Records provided =>
━━━━━━━━
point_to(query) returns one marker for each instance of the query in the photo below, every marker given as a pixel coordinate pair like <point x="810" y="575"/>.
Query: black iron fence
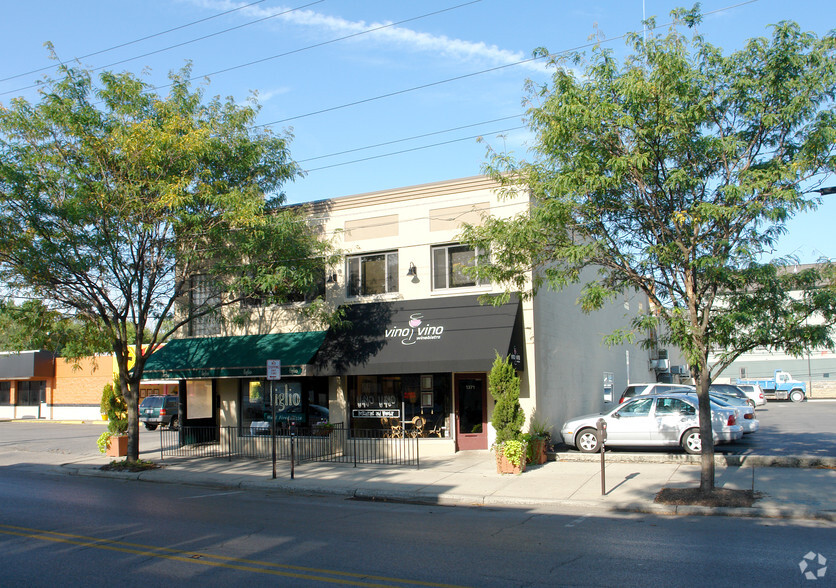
<point x="332" y="443"/>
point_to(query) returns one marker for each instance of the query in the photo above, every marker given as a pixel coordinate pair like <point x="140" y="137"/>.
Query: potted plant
<point x="537" y="440"/>
<point x="114" y="441"/>
<point x="508" y="417"/>
<point x="510" y="457"/>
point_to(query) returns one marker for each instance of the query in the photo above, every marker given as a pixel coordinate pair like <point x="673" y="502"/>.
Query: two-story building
<point x="420" y="342"/>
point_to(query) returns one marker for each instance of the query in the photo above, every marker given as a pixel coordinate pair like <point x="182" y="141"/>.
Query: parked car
<point x="649" y="388"/>
<point x="745" y="412"/>
<point x="666" y="419"/>
<point x="731" y="390"/>
<point x="159" y="410"/>
<point x="754" y="392"/>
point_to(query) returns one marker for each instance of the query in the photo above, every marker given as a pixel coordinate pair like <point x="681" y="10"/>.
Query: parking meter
<point x="602" y="431"/>
<point x="602" y="437"/>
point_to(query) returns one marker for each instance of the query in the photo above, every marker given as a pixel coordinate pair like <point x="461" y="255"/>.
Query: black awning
<point x="418" y="336"/>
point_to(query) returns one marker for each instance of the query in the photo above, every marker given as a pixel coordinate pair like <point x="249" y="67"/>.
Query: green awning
<point x="233" y="357"/>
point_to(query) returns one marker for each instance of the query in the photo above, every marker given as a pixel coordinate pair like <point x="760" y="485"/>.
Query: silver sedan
<point x="658" y="420"/>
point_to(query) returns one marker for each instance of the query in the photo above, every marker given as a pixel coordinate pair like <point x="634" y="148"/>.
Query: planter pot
<point x="117" y="446"/>
<point x="503" y="466"/>
<point x="538" y="451"/>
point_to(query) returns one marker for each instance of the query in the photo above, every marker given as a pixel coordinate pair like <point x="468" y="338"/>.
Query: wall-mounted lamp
<point x="412" y="273"/>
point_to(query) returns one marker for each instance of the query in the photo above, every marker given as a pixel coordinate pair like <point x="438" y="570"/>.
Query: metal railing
<point x="334" y="443"/>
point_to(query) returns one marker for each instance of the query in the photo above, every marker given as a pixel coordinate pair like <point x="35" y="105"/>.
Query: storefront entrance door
<point x="471" y="413"/>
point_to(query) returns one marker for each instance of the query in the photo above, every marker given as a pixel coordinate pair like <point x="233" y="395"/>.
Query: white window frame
<point x="445" y="250"/>
<point x="355" y="265"/>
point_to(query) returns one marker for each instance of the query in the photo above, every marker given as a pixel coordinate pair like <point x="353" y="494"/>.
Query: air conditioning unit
<point x="660" y="365"/>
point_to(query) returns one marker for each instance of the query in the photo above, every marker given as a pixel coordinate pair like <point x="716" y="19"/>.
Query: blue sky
<point x="375" y="109"/>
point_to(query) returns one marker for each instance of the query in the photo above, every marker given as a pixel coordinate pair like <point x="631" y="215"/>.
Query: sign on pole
<point x="274" y="369"/>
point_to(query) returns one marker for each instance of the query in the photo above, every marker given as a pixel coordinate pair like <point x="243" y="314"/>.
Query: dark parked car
<point x="733" y="391"/>
<point x="159" y="410"/>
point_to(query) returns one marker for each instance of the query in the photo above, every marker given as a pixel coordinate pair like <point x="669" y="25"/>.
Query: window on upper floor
<point x="315" y="290"/>
<point x="370" y="274"/>
<point x="204" y="294"/>
<point x="449" y="263"/>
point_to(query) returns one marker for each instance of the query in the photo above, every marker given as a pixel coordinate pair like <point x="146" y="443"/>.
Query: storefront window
<point x="31" y="393"/>
<point x="295" y="402"/>
<point x="380" y="402"/>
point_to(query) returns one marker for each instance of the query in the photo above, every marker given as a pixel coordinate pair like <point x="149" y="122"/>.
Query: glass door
<point x="471" y="413"/>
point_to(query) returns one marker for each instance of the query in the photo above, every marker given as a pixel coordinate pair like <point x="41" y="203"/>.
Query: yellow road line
<point x="206" y="559"/>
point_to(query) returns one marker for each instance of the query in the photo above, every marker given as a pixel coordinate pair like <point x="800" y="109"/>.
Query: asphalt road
<point x="58" y="530"/>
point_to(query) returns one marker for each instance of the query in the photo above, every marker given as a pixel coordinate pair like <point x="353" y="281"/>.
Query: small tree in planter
<point x="508" y="416"/>
<point x="113" y="405"/>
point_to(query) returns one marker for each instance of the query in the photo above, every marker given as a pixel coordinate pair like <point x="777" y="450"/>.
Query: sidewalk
<point x="470" y="478"/>
<point x="802" y="488"/>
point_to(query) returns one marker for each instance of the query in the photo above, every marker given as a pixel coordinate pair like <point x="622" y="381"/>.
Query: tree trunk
<point x="129" y="393"/>
<point x="706" y="434"/>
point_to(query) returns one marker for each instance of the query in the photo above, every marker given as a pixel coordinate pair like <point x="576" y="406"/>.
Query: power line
<point x="412" y="149"/>
<point x="407" y="139"/>
<point x="139" y="40"/>
<point x="472" y="74"/>
<point x="316" y="45"/>
<point x="204" y="37"/>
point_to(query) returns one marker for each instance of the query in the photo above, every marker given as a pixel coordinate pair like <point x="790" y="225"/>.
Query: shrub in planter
<point x="508" y="416"/>
<point x="504" y="385"/>
<point x="537" y="440"/>
<point x="510" y="457"/>
<point x="113" y="405"/>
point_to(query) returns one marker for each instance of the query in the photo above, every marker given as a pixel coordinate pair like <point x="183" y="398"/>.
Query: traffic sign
<point x="274" y="369"/>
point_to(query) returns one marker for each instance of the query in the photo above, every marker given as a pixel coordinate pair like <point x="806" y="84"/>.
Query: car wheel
<point x="587" y="441"/>
<point x="691" y="442"/>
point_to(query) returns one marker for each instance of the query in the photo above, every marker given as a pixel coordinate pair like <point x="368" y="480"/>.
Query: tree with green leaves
<point x="142" y="213"/>
<point x="674" y="174"/>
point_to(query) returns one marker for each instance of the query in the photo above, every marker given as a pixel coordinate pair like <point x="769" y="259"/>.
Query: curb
<point x="785" y="461"/>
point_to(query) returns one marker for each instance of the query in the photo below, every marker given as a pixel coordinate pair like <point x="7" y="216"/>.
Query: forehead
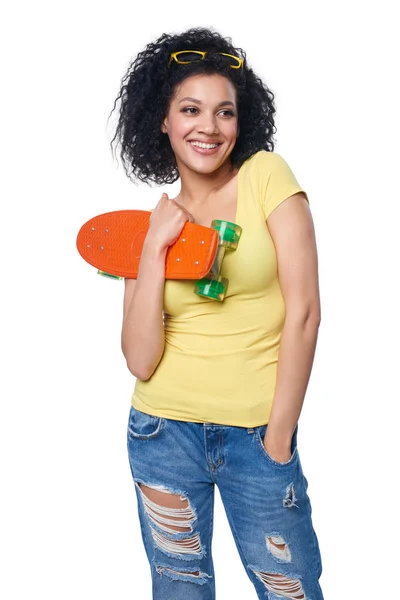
━━━━━━━━
Task description => List every line of the items above that contains the word "black".

Worked answer =>
Query: black iron fence
Query: black awning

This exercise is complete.